Work to be completed: Summarize the cable excerpt below in two sentences.

Provided text:
DE RUEHSI #0262/01 0461203
O 151203Z FEB 08

C O N F I D E N T I A L SECTION 01 OF 02 TBILISI 000262 
E.O. 12958: DECL: 02/14/2018 
     B. TBILISI 246 
Classified By: Ambassador John F. Tefft for reasons 1.4(B&D). 
1. (C) The convergence of several developments -- the 
apparently increasing anger of the Abkhaz de facto 
leadership, the strong focus on engagement by new Georgian 
State Minister for Reintegration Yakobashvili, and most of 
all the coincidence of timing with the Kosovo decision -- 
makes for a decidedly unpredictable mixture in the February 
18-19 meeting of the sides and the Group of Friends in 
Geneva.  While this combination of factors may make it 
difficult to reach many significant agreements, the meeting 
is a timely opportunity for the Friends, or at least the 
Western Friends, to underscore that Kosovo has in no way 
changed their approach to the Abkhazia conflict.  The UN 
hopes to use the meeting to make progress on a range of 
issues, including resumption of the security dialogue and 
confidence-building measures.  End Summary. 
Two Sides, Two Different Messages 
2. (C) During a recent visit to Sukhumi, the German and 
British Ambassadors found de facto president Bagapsh and de 
facto foreign minister Shamba in a more angry mood than they 
ever remembered (ref A).  Shamba lashed out at the UN, the 
Friends, and the international community, leading the British 
Ambassador to suspect that the Abkhaz may have received an 
unwelcome message from Moscow that no recognition would be 
forthcoming following Kosovo.  While the Abkhaz appear to be 
more unyielding than usual, new Georgian State Minister for 
Reintegration Yakobashvili is talking in both public and 
private about new initiatives to end Abkhaz isolation, 
including reduction of economic sanctions (ref B).  Some of 
Yakobashvili's statements and actions -- especially the 
renaming of his ministry to highlight reintegration -- have 
offended Abkhaz sensitivities, but the Abkhaz could not have 
missed the change in rhetoric he has brought to the job.

Records in a dataset:

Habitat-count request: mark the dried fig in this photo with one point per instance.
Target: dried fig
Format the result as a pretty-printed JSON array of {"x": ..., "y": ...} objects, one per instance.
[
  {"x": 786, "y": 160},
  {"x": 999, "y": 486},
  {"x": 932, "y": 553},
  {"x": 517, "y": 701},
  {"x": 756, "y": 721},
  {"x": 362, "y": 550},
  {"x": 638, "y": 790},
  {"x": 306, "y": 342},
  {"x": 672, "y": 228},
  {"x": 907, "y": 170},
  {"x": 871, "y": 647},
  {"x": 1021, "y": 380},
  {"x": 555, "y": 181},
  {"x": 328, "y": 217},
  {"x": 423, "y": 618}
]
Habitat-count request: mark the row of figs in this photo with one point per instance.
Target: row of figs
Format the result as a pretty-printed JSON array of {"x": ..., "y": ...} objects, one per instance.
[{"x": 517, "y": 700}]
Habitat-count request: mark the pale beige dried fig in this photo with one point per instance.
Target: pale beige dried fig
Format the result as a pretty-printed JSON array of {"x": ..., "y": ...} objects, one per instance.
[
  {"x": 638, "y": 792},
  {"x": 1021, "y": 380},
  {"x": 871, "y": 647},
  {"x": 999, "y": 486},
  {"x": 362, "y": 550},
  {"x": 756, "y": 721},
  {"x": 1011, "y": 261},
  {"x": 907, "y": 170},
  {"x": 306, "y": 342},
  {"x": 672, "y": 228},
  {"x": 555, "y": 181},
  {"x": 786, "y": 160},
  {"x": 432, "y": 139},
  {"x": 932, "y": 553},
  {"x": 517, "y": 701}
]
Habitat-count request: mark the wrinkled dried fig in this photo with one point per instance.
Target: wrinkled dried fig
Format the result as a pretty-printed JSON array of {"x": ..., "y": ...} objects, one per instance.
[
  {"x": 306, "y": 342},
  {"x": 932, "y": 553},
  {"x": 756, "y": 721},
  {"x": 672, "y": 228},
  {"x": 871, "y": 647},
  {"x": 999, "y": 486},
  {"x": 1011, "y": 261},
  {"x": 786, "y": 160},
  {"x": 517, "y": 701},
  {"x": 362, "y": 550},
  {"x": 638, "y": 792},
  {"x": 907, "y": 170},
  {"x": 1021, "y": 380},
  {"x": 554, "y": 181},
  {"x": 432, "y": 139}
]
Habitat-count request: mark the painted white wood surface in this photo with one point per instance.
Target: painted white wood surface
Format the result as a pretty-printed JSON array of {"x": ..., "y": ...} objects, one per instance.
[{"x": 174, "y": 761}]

Full response: Ahead of the February 18-19 Geneva meeting of the sides and the Group of Friends, the apparently growing anger of the Abkhaz de facto leadership, new Georgian State Minister for Reintegration Yakobashvili's focus on engagement, and the timing of the Kosovo decision make for an unpredictable mix, though the meeting gives the Friends a chance to stress that Kosovo has not changed their approach to the Abkhazia conflict. On a visit to Sukhumi, the German and British Ambassadors found de facto president Bagapsh and de facto foreign minister Shamba angrier than they ever remembered, while Yakobashvili is talking about new initiatives to end Abkhaz isolation, including reducing economic sanctions.